* **TASK DIRECTIONS**
Could you rewrite the records from the line containing "Put a dot on each instance of the green tree" through the end of the records below, swapping "photograph" for "image" and keeping everything else unchanged?
----
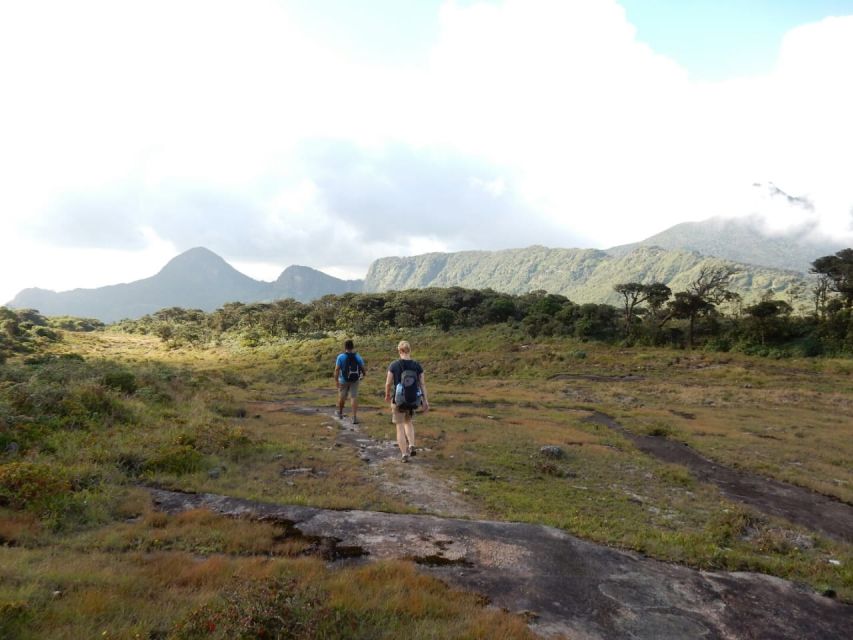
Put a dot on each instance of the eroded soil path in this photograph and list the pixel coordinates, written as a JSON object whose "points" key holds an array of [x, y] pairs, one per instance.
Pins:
{"points": [[561, 584], [805, 507], [410, 482]]}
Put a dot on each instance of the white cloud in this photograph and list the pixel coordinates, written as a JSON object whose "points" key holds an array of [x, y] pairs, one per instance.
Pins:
{"points": [[158, 124]]}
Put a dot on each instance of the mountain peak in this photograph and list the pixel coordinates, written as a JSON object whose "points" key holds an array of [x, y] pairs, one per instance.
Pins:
{"points": [[197, 257]]}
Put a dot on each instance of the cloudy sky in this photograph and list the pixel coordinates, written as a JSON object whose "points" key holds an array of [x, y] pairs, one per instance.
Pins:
{"points": [[329, 133]]}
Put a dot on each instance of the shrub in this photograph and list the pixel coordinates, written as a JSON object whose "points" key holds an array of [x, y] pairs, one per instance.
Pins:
{"points": [[275, 609], [178, 459], [23, 484], [120, 380]]}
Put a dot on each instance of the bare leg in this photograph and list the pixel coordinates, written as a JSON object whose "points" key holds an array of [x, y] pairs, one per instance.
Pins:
{"points": [[409, 426], [401, 439]]}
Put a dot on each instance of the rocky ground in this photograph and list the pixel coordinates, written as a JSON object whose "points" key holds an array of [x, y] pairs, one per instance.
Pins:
{"points": [[561, 584]]}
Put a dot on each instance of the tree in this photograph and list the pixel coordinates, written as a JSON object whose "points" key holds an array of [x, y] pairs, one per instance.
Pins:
{"points": [[635, 293], [767, 318], [709, 289], [838, 269]]}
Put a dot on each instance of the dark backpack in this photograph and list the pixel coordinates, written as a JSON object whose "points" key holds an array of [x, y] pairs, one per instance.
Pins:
{"points": [[352, 369], [407, 395]]}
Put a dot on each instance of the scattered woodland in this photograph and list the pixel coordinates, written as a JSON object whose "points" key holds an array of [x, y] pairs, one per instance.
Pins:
{"points": [[93, 415]]}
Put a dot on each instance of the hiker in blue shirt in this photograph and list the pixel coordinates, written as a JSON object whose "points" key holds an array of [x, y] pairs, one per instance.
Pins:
{"points": [[349, 370]]}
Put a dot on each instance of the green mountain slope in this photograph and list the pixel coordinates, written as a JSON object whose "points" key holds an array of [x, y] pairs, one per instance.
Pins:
{"points": [[583, 275], [196, 279], [740, 240]]}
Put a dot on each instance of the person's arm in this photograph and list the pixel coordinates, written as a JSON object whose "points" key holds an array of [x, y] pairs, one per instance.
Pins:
{"points": [[422, 382], [389, 382]]}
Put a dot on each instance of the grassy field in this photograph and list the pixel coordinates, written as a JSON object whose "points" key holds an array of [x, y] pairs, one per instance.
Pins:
{"points": [[83, 428]]}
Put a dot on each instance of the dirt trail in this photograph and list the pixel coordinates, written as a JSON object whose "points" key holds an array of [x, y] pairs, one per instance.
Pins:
{"points": [[561, 584], [410, 482], [805, 507]]}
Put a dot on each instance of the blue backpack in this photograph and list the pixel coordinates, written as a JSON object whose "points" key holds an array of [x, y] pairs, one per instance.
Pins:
{"points": [[353, 371]]}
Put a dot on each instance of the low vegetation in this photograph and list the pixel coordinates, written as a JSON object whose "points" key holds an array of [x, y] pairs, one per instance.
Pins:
{"points": [[89, 418], [706, 314]]}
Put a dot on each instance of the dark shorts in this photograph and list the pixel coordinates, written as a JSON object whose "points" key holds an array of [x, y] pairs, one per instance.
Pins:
{"points": [[350, 388]]}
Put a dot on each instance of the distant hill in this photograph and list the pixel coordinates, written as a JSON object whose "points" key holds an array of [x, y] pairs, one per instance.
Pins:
{"points": [[583, 275], [306, 284], [740, 240], [196, 279]]}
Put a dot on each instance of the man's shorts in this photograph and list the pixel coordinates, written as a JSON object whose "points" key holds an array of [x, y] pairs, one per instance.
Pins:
{"points": [[350, 388], [400, 416]]}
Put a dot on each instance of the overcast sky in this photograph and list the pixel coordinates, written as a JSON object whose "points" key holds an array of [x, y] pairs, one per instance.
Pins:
{"points": [[329, 133]]}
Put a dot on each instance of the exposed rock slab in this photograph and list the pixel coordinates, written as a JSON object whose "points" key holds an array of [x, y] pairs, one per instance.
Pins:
{"points": [[565, 585], [796, 504]]}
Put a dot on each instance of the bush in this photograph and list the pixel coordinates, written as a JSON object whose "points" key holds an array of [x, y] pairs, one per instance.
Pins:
{"points": [[24, 484], [120, 380], [275, 609], [178, 459]]}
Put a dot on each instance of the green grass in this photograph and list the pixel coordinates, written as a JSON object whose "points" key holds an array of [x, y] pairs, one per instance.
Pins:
{"points": [[98, 414]]}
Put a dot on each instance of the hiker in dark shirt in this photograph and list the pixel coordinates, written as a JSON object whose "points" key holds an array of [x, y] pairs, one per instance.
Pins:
{"points": [[403, 406], [349, 370]]}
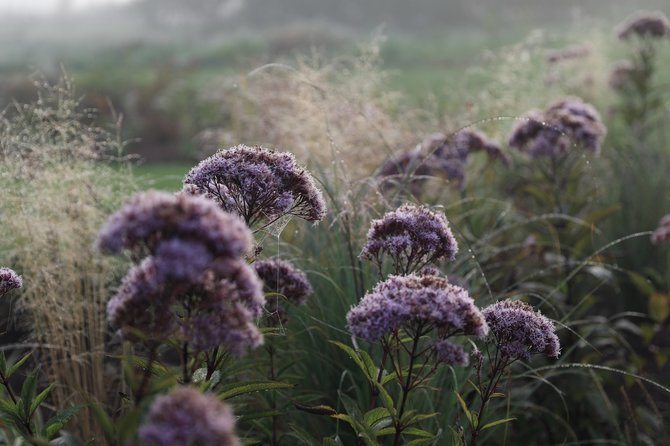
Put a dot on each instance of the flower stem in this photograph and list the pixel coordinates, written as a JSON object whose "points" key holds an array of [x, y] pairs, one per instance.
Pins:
{"points": [[406, 388]]}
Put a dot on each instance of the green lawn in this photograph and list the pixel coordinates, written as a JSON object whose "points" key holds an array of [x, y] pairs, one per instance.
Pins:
{"points": [[162, 176]]}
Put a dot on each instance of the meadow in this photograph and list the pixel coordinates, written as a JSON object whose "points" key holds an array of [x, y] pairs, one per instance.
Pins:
{"points": [[446, 240]]}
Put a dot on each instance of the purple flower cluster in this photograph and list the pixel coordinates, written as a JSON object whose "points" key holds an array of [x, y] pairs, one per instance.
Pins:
{"points": [[283, 279], [9, 280], [645, 25], [564, 124], [187, 417], [258, 184], [441, 155], [412, 237], [193, 281], [662, 232], [519, 330], [149, 219], [405, 301]]}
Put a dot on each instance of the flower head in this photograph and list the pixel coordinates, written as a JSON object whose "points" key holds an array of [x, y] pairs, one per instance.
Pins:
{"points": [[402, 301], [194, 282], [412, 237], [148, 219], [142, 304], [258, 184], [645, 25], [9, 280], [187, 417], [662, 232], [519, 330], [281, 277], [553, 132]]}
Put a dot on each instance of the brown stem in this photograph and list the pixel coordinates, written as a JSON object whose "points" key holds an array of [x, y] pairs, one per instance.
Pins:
{"points": [[406, 388]]}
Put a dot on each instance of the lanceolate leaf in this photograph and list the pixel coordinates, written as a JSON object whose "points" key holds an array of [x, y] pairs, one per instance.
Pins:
{"points": [[234, 390], [497, 422]]}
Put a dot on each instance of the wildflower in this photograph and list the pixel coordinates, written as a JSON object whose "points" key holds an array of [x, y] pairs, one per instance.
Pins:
{"points": [[412, 237], [187, 417], [565, 123], [645, 25], [662, 232], [142, 304], [146, 220], [450, 353], [403, 301], [519, 330], [193, 282], [449, 154], [9, 280], [258, 184], [218, 310], [282, 278]]}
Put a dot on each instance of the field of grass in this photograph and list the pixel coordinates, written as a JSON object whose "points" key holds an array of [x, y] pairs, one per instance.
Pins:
{"points": [[537, 214]]}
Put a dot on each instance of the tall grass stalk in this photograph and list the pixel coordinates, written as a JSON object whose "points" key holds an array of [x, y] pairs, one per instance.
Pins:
{"points": [[57, 191]]}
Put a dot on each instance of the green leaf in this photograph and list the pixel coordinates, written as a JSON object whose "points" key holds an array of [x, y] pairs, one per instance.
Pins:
{"points": [[233, 390], [352, 353], [302, 435], [474, 386], [643, 284], [375, 415], [371, 369], [320, 409], [415, 418], [56, 423], [421, 441], [464, 406], [388, 378], [497, 422], [351, 406], [386, 431], [39, 399], [17, 365], [344, 417], [260, 415], [417, 432], [28, 392]]}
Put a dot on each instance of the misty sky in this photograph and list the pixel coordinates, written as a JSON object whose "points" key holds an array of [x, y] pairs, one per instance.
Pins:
{"points": [[47, 6]]}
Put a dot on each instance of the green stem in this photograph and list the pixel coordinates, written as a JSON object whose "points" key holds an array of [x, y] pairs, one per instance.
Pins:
{"points": [[406, 388]]}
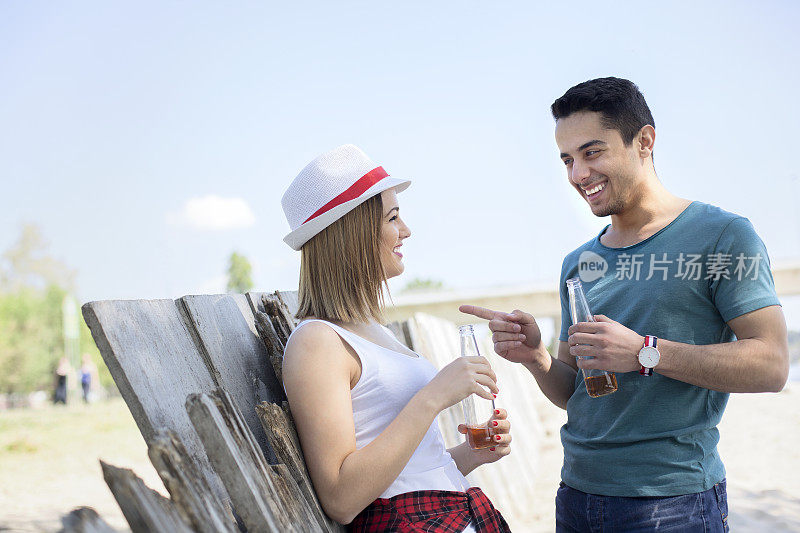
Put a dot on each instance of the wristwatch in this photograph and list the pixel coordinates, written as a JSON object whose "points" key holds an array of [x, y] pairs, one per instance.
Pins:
{"points": [[649, 355]]}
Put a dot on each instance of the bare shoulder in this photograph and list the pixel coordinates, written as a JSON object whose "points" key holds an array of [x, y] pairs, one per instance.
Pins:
{"points": [[314, 344]]}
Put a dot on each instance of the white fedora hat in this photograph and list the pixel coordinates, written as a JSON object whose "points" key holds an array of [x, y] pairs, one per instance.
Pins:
{"points": [[329, 187]]}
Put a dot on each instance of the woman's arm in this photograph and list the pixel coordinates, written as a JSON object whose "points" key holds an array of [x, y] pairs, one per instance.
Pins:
{"points": [[318, 372]]}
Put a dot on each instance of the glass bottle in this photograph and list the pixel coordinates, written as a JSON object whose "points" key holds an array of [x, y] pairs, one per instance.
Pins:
{"points": [[598, 382], [477, 411]]}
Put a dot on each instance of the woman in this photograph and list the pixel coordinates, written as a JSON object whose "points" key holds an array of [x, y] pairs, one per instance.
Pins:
{"points": [[365, 405]]}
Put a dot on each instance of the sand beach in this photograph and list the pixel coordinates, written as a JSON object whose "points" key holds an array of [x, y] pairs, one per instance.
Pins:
{"points": [[49, 463]]}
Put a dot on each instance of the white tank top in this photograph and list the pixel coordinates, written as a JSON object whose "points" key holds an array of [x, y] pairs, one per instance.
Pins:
{"points": [[388, 381]]}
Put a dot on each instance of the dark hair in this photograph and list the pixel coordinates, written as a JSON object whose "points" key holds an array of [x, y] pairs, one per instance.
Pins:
{"points": [[619, 102]]}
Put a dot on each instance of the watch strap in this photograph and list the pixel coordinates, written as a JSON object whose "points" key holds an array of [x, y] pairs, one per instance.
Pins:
{"points": [[652, 341]]}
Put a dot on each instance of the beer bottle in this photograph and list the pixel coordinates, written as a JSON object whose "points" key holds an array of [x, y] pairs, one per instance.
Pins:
{"points": [[477, 411], [598, 382]]}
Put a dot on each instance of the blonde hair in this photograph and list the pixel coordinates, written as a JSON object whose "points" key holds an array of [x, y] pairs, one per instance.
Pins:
{"points": [[341, 273]]}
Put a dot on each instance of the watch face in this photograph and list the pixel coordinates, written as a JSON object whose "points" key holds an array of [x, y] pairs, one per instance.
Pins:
{"points": [[648, 357]]}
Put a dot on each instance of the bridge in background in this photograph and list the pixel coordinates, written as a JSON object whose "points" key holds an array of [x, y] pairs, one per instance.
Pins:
{"points": [[541, 300]]}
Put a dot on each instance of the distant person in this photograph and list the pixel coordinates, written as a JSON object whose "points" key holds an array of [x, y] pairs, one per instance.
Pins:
{"points": [[365, 405], [686, 313], [63, 370], [87, 372]]}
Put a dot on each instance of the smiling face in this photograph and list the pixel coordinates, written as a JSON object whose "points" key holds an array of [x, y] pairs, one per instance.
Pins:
{"points": [[393, 232], [605, 172]]}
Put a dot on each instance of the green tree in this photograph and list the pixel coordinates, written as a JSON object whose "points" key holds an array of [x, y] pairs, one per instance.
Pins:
{"points": [[32, 289], [239, 274]]}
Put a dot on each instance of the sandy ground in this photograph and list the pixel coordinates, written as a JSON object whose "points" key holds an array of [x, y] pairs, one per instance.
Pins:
{"points": [[48, 463]]}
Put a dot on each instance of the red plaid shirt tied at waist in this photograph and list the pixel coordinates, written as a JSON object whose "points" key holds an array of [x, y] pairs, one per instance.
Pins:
{"points": [[431, 511]]}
----
* **WRITTEN SOLUTION**
Put a dot on each instance of the green tree in this image and list the pixel coordinates, written as a JSON object whose "points" key holds an array of [x, y] pairs, one per instance.
Pins:
{"points": [[32, 289], [239, 274]]}
Put a dot on each instance of the sandy ground in this image and list the pixel coordinates, written as a JSON object whose "points" key holds an array of [x, y] pairs, one per instance.
Pins:
{"points": [[48, 463]]}
Put a dot on each instance of the red plaid shirt tied at waist in this image and list the pixel coordinates, written as a JSON object whose "points" key holds an array of [x, y] pairs, one per instance.
Pins:
{"points": [[431, 511]]}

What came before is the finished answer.